▸ Work to do
Please tally the lines in the records below that contain the string "tiger". Give only the number.

▸ Data for this exercise
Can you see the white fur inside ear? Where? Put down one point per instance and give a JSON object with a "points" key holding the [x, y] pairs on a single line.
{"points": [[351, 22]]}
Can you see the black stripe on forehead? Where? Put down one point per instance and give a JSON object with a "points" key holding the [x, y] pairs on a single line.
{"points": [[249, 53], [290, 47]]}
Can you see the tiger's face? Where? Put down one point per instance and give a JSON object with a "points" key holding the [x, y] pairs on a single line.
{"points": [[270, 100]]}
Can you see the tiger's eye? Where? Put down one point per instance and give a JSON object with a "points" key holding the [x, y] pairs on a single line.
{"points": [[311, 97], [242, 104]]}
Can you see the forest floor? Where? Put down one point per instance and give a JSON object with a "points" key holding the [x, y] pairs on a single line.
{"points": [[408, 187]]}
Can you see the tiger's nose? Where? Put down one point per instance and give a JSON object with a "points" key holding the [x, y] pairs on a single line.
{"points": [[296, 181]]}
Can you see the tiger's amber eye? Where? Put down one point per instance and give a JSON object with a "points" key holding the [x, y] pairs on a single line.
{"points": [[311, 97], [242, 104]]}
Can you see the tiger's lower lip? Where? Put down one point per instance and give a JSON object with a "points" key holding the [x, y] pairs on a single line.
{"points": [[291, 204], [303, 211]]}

* * *

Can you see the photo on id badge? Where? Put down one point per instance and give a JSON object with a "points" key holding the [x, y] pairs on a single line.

▸ Solved problem
5